### Required work
- A) Return a verbatim copy of the packed-add description, beginning at the words "Description" and stopping after the words "the following paragraphs.".
- B) In the packed-add description, how is a PADDD result handled when it is too large to be represented in 32 bits?

### Passage provided
Op/En	Tuple Type	Operand 1	Operand 2	Operand 3	Operand 4
A	N/A	ModRM:reg (r, w)	ModRM:r/m (r)	N/A	N/A
B	N/A	ModRM:reg (w)	VEX.vvvv (r)	ModRM:r/m (r)	N/A
C	Full Mem	ModRM:reg (w)	EVEX.vvvv (r)	ModRM:r/m (r)	N/A
D	Full	ModRM:reg (w)	EVEX.vvvv (r)	ModRM:r/m (r)	N/A

Description

Performs a SIMD add of the packed integers from the source operand (second operand) and the destination operand (first operand), and stores the packed integer results in the destination operand. See Figure 9-4 in the Intel^® 64 and IA-32 Architectures Software Developer’s Manual, Volume 1, for an illustration of a SIMD operation. Overflow is handled with wraparound, as described in the following paragraphs.

The PADDB and VPADDB instructions add packed byte integers from the first source operand and second source operand and store the packed integer results in the destination operand. When an individual result is too large to be represented in 8 bits (overflow), the result is wrapped around and the low 8 bits are written to the destination operand (that is, the carry is ignored).

The PADDW and VPADDW instructions add packed word integers from the first source operand and second source operand and store the packed integer results in the destination operand. When an individual result is too large to

be represented in 16 bits (overflow), the result is wrapped around and the low 16 bits are written to the destination operand (that is, the carry is ignored).

The PADDD and VPADDD instructions add packed doubleword integers from the first source operand and second source operand and store the packed integer results in the destination operand. When an individual result is too large to be represented in 32 bits (overflow), the result is wrapped around and the low 32 bits are written to the destination operand (that is, the carry is ignored).

### Given records
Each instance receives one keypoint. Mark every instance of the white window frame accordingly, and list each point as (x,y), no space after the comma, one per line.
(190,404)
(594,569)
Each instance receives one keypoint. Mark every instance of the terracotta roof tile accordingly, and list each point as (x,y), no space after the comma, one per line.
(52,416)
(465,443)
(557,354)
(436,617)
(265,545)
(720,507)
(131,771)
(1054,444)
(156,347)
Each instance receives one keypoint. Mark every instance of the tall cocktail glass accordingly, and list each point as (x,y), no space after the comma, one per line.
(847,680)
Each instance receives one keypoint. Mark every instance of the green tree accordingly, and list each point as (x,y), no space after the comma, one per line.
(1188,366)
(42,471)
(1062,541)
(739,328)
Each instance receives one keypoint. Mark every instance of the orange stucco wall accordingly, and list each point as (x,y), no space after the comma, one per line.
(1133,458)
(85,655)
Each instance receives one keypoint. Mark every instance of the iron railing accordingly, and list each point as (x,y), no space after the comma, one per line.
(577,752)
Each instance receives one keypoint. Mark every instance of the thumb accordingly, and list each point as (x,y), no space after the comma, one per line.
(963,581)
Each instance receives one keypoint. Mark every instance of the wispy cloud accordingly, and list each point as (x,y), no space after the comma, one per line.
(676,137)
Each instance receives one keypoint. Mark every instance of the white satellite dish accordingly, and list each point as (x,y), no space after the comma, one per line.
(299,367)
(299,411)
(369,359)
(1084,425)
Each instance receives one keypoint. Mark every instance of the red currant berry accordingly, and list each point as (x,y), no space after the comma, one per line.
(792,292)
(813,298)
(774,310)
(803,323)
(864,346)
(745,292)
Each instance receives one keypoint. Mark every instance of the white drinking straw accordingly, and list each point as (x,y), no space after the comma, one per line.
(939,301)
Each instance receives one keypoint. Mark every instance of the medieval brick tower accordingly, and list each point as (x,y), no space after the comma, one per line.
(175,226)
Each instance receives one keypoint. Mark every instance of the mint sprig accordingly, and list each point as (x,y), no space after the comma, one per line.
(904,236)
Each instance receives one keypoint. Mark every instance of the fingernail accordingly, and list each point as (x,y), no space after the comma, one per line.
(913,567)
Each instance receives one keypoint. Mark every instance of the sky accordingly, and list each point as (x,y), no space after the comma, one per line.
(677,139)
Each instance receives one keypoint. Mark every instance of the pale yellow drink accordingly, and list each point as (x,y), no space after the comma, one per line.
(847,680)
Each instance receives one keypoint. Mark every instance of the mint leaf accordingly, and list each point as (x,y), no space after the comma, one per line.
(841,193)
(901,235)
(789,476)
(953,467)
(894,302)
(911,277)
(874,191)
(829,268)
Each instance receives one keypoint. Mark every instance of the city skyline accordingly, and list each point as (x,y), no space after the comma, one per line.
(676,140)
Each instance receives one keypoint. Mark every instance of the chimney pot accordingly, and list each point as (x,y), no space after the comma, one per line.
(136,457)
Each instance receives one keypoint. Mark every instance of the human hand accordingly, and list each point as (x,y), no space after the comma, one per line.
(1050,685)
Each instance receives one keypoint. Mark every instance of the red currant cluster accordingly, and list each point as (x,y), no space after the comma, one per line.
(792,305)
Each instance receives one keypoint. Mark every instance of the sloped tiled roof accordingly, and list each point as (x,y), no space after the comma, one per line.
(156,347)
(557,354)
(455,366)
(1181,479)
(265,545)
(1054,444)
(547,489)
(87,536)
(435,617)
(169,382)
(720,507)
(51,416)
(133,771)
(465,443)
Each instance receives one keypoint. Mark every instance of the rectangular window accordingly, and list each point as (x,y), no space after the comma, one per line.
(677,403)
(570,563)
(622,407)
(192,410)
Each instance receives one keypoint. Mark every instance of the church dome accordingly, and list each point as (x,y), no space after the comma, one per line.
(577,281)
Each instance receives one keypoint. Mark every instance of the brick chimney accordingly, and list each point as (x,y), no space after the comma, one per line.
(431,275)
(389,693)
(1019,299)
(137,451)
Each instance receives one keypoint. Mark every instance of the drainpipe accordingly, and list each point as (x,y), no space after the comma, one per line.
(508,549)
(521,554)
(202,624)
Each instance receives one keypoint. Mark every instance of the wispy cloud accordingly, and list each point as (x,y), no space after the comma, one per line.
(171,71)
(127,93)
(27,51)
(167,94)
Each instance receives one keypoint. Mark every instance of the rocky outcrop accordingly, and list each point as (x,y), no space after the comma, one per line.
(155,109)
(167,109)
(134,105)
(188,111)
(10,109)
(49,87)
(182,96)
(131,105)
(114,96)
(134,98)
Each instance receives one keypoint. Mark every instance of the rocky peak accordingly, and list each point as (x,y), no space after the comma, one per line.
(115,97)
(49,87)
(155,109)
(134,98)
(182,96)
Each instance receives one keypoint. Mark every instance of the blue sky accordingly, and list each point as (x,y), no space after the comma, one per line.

### Exercise solutions
- A)
Description

Performs a SIMD add of the packed integers from the source operand (second operand) and the destination operand (first operand), and stores the packed integer results in the destination operand. See Figure 9-4 in the Intel^® 64 and IA-32 Architectures Software Developer’s Manual, Volume 1, for an illustration of a SIMD operation. Overflow is handled with wraparound, as described in the following paragraphs.

- B) The result is wrapped around and the low 32 bits are written to the destination operand, with the carry ignored.